Problem A>
In the list of text editors, what does EMACS officially stand for?
Problem B>
Name every editor in the list of text editors that appears with no description after its name.
Problem C>
Resume the list of text editors from the point where it stops, in the same informal voice.

Text under study>
┌──
On Monday 10 February 2003 06:21 pm, FemmeFatale wrote:
> On Mon, 2003-02-10 at 18:52, et wrote:
> > right about here I like to suggest jed for it's resembalance to dos edit,
> > and it is command line/console, plus I like the name
>
> Hm... I have that somewhere on here I think...  Thx Ed.
>
> FF


Arrrrggghhhhh

Enough allready the thread from hell that refuses to DIE DIE DIE

;-)

Here are your editors


*e3--which has multiple configurations vi, emacs,wordstar, pico bindings
*gedit
*gxedit
*nano--a GNU version of a text editor to make LookNFeel of Pico.
*kedit
*kwrite
*nedit
*joe--which has multiple configurations including WS, pico and emacs bindings
*jed--which is a mini-emacs by default but can be configured
*yudit--which handles unicode
*vi--which is installed on darn near everything  Visual editor, Improved
*emacs--a cool OS/deslktop in search of a good text editor :-} EMACS 
officially stands for Editing MACroS, but unofficially, 
http://www.wards.net/~bill/humor/geek/emacs_abbrev.shtml

*cooledit--Python rides again, threatening to eclipse lisp someday
*gmc--Yes it is an editor, too, as well as a file manager and several other 
things
*Ted--Yup, it was on the Mandrake 5.3 Applications CD--it does .rtf files
*pico--back away and make the sign of the cross...  not GPL not even free
*ed--back away and throw holy water.  It might be GPL but it is designed to 
shackle your mind.
*micro-emacs  --  Well someone decided this text editor didn;'t have to be 
everything to everybody so they stripped out the other features and...
└──
Given material>
┌──
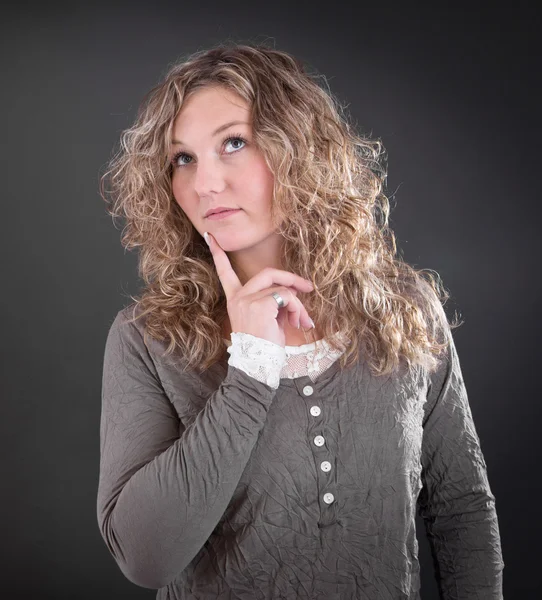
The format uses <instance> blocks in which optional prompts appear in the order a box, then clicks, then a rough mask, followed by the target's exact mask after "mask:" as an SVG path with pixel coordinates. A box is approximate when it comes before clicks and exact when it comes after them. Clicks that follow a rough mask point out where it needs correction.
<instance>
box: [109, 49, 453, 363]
mask: <svg viewBox="0 0 542 600" xmlns="http://www.w3.org/2000/svg"><path fill="white" fill-rule="evenodd" d="M319 77H320V76H319V75H313V74H310V73H307V72H306V71H305V68H304V67H303V65H302V64H301V62H300V61H299V60H297V59H296V58H294V57H292V56H291V55H289V54H287V53H286V52H282V51H279V50H276V49H273V48H269V47H266V46H265V45H262V44H259V45H258V44H235V43H221V44H219V45H217V46H215V47H213V48H211V49H207V50H202V51H198V52H196V53H194V54H192V55H190V56H189V57H187V58H186V59H185V60H182V61H181V62H178V63H177V64H175V65H174V66H172V67H170V68H169V70H168V72H167V74H166V75H165V78H164V79H163V80H162V81H161V82H160V83H159V84H158V85H156V86H155V87H154V88H153V89H152V90H151V91H150V92H149V93H148V94H147V96H146V97H145V99H144V101H143V103H142V104H141V107H140V109H139V111H138V115H137V118H136V120H135V123H134V124H133V125H132V126H131V127H130V128H128V129H126V130H125V131H123V132H122V135H121V140H120V148H119V149H118V150H117V152H116V153H115V155H114V156H113V157H112V158H111V160H110V162H109V164H108V167H107V171H106V172H105V174H104V175H103V176H102V178H101V181H100V193H101V196H102V198H103V199H104V200H106V202H107V204H108V207H107V210H108V213H109V214H110V215H111V216H112V217H113V218H115V217H120V216H122V217H124V218H125V220H126V225H125V227H124V229H123V231H122V239H121V242H122V244H123V246H124V247H125V248H126V249H131V248H136V247H139V249H140V250H139V275H140V277H141V278H142V279H143V281H144V282H145V284H146V285H145V288H144V289H143V292H142V293H141V294H140V295H139V297H134V296H131V298H132V300H133V301H134V302H135V305H134V312H133V320H136V319H138V318H141V317H143V316H145V341H146V342H147V340H148V338H147V336H150V337H152V338H154V339H156V340H161V341H165V342H166V343H167V349H166V353H165V354H167V355H169V354H172V353H173V352H174V351H176V350H177V351H178V352H179V354H180V356H182V362H184V363H185V369H196V370H200V371H203V370H205V369H207V368H209V367H210V366H211V365H212V364H214V363H215V362H216V361H218V360H219V359H221V358H222V357H223V355H224V352H225V345H224V342H223V340H222V329H221V325H220V323H221V322H222V321H223V320H224V318H225V317H226V316H227V309H226V297H225V294H224V291H223V289H222V285H221V283H220V280H219V278H218V276H217V274H216V268H215V266H214V262H213V259H212V256H211V253H210V251H209V248H208V246H207V244H206V243H205V241H204V240H203V237H202V236H201V235H200V234H199V232H198V231H197V230H196V229H195V227H194V226H193V225H192V223H191V221H190V220H189V219H188V217H187V216H186V214H185V213H184V211H183V210H182V209H181V208H180V207H179V205H178V204H177V202H176V201H175V198H174V196H173V193H172V185H171V178H172V165H171V162H170V160H169V159H168V157H169V154H170V148H171V146H170V144H171V134H172V128H173V122H174V120H175V117H176V116H177V115H178V113H179V111H180V110H181V109H182V107H183V103H184V102H185V101H186V100H187V98H188V97H190V96H191V94H193V93H194V92H195V91H196V90H198V89H201V88H203V87H206V86H217V85H218V86H224V87H226V88H228V89H229V90H232V91H233V92H235V93H237V94H238V95H239V96H240V97H242V98H243V99H244V100H245V101H246V102H247V103H248V104H249V106H250V107H251V110H252V129H253V140H254V141H253V143H255V144H256V146H257V147H258V148H259V149H260V150H261V152H262V153H263V156H264V157H265V160H266V162H267V165H268V166H269V168H270V170H271V172H272V173H273V175H274V197H273V207H272V216H273V219H274V221H273V222H274V223H275V224H276V225H277V231H278V232H279V233H280V234H281V235H282V236H283V238H284V244H283V256H282V264H283V268H284V270H286V271H291V272H293V273H296V274H298V275H300V276H301V277H304V278H307V279H310V280H312V281H313V283H314V285H315V291H314V292H311V293H309V294H301V293H300V294H299V295H298V297H299V299H300V300H301V301H302V303H303V304H304V306H305V307H306V308H307V311H308V313H309V315H310V316H311V317H312V318H313V320H314V321H315V323H316V324H317V327H318V328H319V329H320V330H321V331H322V332H323V334H324V337H325V338H326V339H327V341H328V342H329V344H330V345H331V346H332V347H333V348H334V349H341V350H345V352H344V354H343V355H342V356H341V357H340V361H341V363H340V366H341V368H345V367H348V366H350V365H352V364H354V363H355V362H356V360H357V355H358V353H359V352H360V351H361V352H363V355H364V359H365V360H366V361H367V363H368V365H369V367H370V368H371V370H372V371H373V373H375V374H379V375H384V374H387V373H390V372H391V371H393V370H395V369H396V368H397V367H398V366H399V363H400V362H401V360H404V361H406V363H407V366H408V367H409V368H415V367H416V366H421V367H424V368H427V369H428V370H430V371H432V370H433V369H434V368H435V367H436V366H437V364H438V362H439V361H438V360H437V357H438V355H439V354H440V352H442V351H443V350H445V349H446V347H447V346H448V344H449V333H450V329H451V327H457V326H459V325H460V324H461V323H459V324H456V323H452V324H450V323H448V320H447V318H446V315H445V313H444V310H443V304H444V303H445V302H446V301H447V299H448V297H449V294H448V292H447V291H446V290H445V289H444V288H443V286H442V282H441V280H440V277H439V275H438V274H437V273H436V272H434V271H431V270H429V269H423V270H422V269H415V268H414V267H411V266H410V265H408V264H407V263H405V262H404V261H403V260H402V259H401V258H400V257H399V256H396V253H397V251H396V243H395V237H394V234H393V232H392V231H391V230H390V229H389V227H388V217H389V212H390V207H389V201H388V198H387V197H386V195H385V194H384V193H383V185H384V182H385V179H386V176H387V173H386V167H385V151H384V149H383V145H382V143H381V141H380V140H378V139H370V138H369V137H364V136H362V135H360V134H357V133H355V131H354V127H353V126H352V125H351V124H350V122H349V119H348V117H347V116H346V114H345V112H344V109H343V108H342V107H341V105H340V103H339V102H338V101H337V100H336V99H335V98H334V96H333V94H332V93H331V92H330V91H329V89H328V88H327V84H326V83H325V80H323V77H322V80H323V81H324V85H323V86H320V85H319V83H318V79H319ZM107 181H108V182H109V184H110V189H109V190H107V191H106V190H105V183H106V182H107ZM284 215H287V219H284ZM433 273H434V275H433ZM136 313H138V314H137V316H136ZM337 332H341V333H342V334H344V335H345V336H346V338H347V339H348V341H349V343H348V344H341V343H340V342H339V340H338V338H336V337H333V336H334V334H335V333H337Z"/></svg>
└──
Answer A>
Editing MACroS

Answer B>
gedit, gxedit, kedit, kwrite, nedit

Answer C>
*MINCE--(Mince IS Not Complete Emacs) from Mark of the Unicorn.  It was once 
commercial and was eventually made into Borland's Sprint
*ae--for those of you who are Waterloo fans or who remember the dominance 
UniWat had in Computer Science for many years, Anthony's editor (a C 
implementation of emacs command set, by Anthony Howe)
*AMIS-emacs in pascal
*Elle--(Elle Looks Like Emacs) another C implementation

Well I would need a novella to list all the editors available, but you get the 
idea.  vi and emacs are immensely popular and text editors in general even 
more so.  They fall into three basic categories, line oriented editors, 
character editors, and visual editors.  ed is a character oriented editor 
with some line orientation.  Most other line editors died long ago; some 
really powerful ones existed, like the editor provided by John Walker for the 
MarinChip Systems (TMS 9900 on an S-100 bus, which was the ORIGINAL platform 
for InterACT (later renamed AUTOCAD))

Anyway, google your fingers off finding those, and naturally get one up on me 
by finding those I failed to mention.  But please let this thread rest in 
peace.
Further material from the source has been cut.